Task goal:
Please output only the lines running from the one that contains "Reviewer note: every instance of the wooden planks" through the last line of the data below, exactly as they stand, with no pictures.

# # # # # # #

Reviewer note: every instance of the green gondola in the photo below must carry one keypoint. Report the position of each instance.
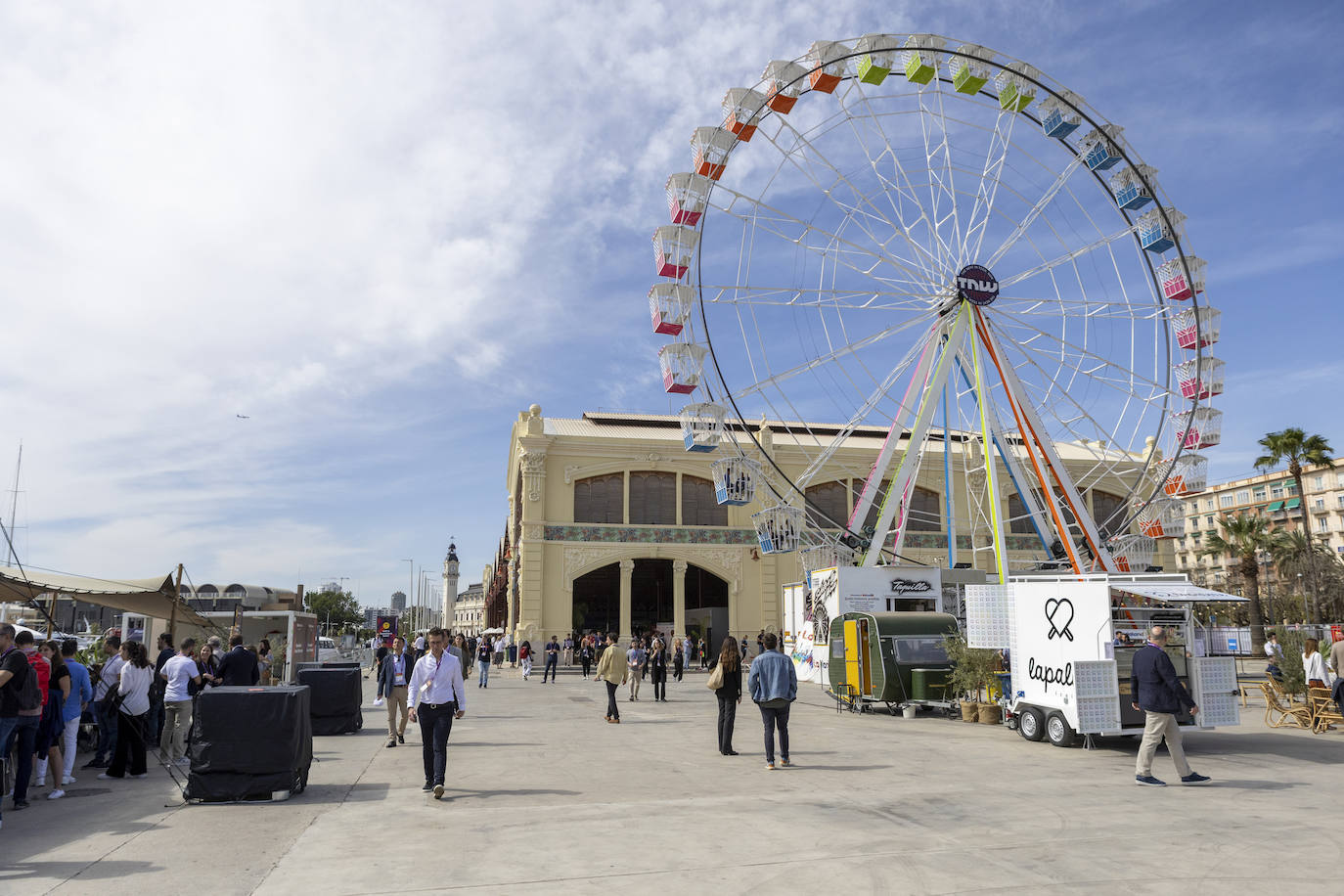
(897, 658)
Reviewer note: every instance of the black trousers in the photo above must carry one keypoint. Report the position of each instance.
(130, 745)
(776, 719)
(728, 715)
(435, 724)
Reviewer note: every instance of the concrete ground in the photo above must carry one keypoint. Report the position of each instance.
(546, 797)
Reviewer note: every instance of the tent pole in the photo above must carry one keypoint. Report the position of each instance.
(176, 597)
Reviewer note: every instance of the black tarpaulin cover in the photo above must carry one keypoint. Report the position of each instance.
(250, 741)
(335, 701)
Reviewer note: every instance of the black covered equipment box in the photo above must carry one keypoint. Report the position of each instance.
(250, 743)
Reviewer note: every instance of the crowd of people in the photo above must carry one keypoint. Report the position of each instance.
(137, 701)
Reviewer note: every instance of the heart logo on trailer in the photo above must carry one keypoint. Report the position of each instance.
(977, 285)
(1059, 614)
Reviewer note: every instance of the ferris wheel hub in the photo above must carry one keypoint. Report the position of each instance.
(977, 285)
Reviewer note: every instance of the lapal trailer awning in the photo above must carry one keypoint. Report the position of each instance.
(146, 597)
(1176, 593)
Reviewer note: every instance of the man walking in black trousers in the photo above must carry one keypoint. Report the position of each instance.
(437, 698)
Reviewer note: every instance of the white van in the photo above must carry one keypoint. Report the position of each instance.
(327, 650)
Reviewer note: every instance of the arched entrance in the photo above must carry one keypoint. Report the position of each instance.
(597, 600)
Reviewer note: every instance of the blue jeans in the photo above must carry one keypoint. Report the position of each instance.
(435, 726)
(24, 731)
(776, 718)
(107, 733)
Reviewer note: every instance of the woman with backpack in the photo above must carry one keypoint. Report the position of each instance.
(133, 694)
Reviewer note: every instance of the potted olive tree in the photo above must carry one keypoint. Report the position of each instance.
(969, 679)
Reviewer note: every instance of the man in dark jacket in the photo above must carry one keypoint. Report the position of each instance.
(240, 665)
(1159, 694)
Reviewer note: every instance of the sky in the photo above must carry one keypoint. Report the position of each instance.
(377, 233)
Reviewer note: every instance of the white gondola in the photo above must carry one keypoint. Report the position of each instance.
(687, 195)
(671, 304)
(674, 248)
(1163, 518)
(877, 57)
(779, 528)
(970, 70)
(710, 148)
(784, 81)
(823, 557)
(1189, 474)
(1016, 86)
(827, 60)
(1128, 186)
(1200, 427)
(682, 366)
(734, 479)
(742, 111)
(920, 58)
(1197, 327)
(1059, 115)
(1098, 148)
(1132, 553)
(1176, 287)
(1157, 234)
(1200, 377)
(701, 426)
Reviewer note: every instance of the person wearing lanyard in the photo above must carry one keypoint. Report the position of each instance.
(392, 683)
(437, 698)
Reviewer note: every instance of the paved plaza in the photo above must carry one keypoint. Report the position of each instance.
(545, 797)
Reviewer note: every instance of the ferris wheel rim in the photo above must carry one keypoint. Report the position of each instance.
(1125, 154)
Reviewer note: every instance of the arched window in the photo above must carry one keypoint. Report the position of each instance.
(652, 499)
(829, 499)
(600, 499)
(699, 506)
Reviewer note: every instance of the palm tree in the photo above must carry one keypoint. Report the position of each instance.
(1297, 448)
(1243, 536)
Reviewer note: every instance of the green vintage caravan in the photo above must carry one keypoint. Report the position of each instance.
(890, 657)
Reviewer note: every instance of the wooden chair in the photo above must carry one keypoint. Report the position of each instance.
(1324, 713)
(1289, 715)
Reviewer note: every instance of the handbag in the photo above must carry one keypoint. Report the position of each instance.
(715, 679)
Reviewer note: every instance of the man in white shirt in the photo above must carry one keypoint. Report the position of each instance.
(178, 672)
(437, 698)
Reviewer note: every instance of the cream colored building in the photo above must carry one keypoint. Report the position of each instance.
(613, 525)
(1273, 496)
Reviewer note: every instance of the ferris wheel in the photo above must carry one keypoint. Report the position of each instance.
(934, 250)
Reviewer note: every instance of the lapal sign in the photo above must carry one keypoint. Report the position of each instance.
(1053, 623)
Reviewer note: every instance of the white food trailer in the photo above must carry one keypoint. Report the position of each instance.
(1069, 676)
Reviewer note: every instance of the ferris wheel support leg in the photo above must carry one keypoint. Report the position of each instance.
(1048, 449)
(870, 488)
(915, 448)
(1035, 512)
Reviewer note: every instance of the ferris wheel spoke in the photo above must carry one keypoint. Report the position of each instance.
(1066, 258)
(910, 193)
(851, 212)
(844, 351)
(1035, 211)
(773, 220)
(988, 188)
(820, 298)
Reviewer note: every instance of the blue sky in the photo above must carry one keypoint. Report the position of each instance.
(380, 236)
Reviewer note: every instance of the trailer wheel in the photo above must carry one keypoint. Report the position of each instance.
(1031, 723)
(1058, 731)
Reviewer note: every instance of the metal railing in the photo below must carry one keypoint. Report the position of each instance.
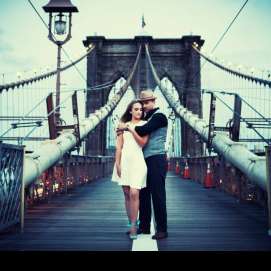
(11, 192)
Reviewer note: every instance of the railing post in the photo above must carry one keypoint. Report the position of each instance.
(268, 184)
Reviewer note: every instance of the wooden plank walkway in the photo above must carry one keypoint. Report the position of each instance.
(92, 218)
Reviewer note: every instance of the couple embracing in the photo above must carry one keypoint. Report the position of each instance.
(141, 165)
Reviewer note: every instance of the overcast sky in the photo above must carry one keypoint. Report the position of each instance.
(24, 44)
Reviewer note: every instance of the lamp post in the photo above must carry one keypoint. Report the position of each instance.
(58, 11)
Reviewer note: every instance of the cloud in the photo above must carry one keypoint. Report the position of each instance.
(5, 47)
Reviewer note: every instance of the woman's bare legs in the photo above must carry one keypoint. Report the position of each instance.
(134, 207)
(126, 191)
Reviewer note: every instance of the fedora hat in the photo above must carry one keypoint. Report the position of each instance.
(146, 95)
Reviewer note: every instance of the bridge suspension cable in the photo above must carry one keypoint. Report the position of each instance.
(231, 71)
(43, 76)
(236, 153)
(51, 151)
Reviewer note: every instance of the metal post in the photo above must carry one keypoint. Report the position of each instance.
(236, 118)
(268, 184)
(57, 113)
(22, 207)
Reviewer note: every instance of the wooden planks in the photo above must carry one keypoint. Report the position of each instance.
(93, 218)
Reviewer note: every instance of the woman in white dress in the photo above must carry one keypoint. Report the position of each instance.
(130, 170)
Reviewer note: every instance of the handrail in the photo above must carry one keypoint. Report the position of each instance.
(51, 151)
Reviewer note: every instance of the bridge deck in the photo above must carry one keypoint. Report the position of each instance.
(93, 218)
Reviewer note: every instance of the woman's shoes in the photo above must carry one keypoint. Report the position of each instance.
(133, 231)
(129, 225)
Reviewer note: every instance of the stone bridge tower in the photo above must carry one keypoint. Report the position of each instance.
(172, 58)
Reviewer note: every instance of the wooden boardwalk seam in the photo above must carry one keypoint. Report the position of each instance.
(92, 218)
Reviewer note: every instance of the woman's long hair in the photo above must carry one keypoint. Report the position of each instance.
(127, 116)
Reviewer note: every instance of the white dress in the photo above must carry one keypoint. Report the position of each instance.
(133, 166)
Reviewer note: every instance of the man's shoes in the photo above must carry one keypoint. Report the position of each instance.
(141, 231)
(160, 235)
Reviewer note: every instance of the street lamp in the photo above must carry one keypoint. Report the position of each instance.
(58, 11)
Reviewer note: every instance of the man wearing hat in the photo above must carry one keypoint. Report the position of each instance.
(155, 157)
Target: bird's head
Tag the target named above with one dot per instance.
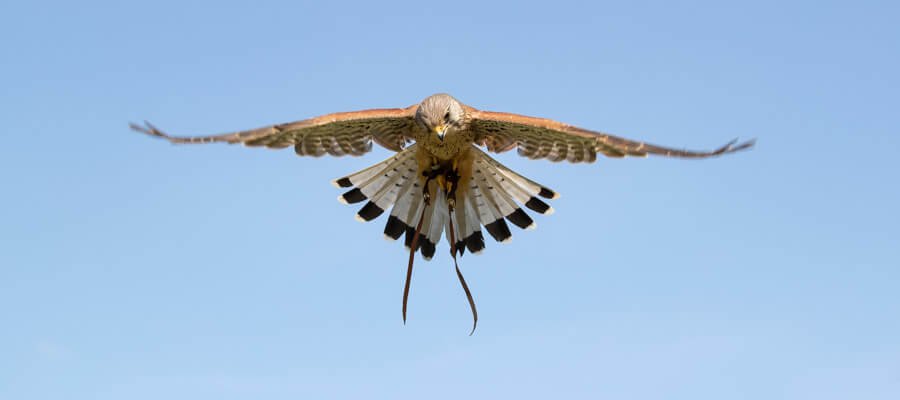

# # # # # # #

Answer to this exercise:
Reviewer note: every instance of the wooden planks in the photo above must carry one keypoint. Report the position of each instance.
(93, 218)
Reviewer note: every instance of the woman in white dress in the photo above must carry one keypoint. Report the position of each instance.
(130, 170)
Reviewer note: every instance of the handrail in the photo above must carry one keypoint. Report the position of each instance.
(51, 151)
Reviewer note: every instance of the bridge deck in the photo above must carry one keypoint. Report the position of each instance.
(93, 218)
Reviewer note: every instance of the woman's shoes in the photo above must carry one keypoint. Report the position of each instance.
(133, 231)
(129, 225)
Reviewer note: every instance of the stone bridge tower in the photo above must carry one keypoint. Report the position of each instance.
(172, 58)
Reviewer note: every instance of the wooden boardwalk seam in the photo above must carry one keypoint. Report the position of each instance.
(92, 218)
Reviewer note: every instance of the woman's long hair in the photo above must carry one keypoint. Report the position of each instance.
(127, 116)
Reviewer note: every instance of the white dress in the photo above must carry one keypoint. Report the position of each instance.
(133, 166)
Reviewer note: every instance of the man's shoes in the photo above must carry one keypoint. Report the position of each instance.
(141, 231)
(160, 235)
Reviewer note: every instance of the street lamp in the photo above must carry one keypoint. Report the position of each instance.
(58, 11)
Reviewer note: every instance of the man wearing hat in the photo above must carry one keypoint. Report the position of each instance.
(155, 157)
Target: bird's head
Tag the target named above with one dot per instance.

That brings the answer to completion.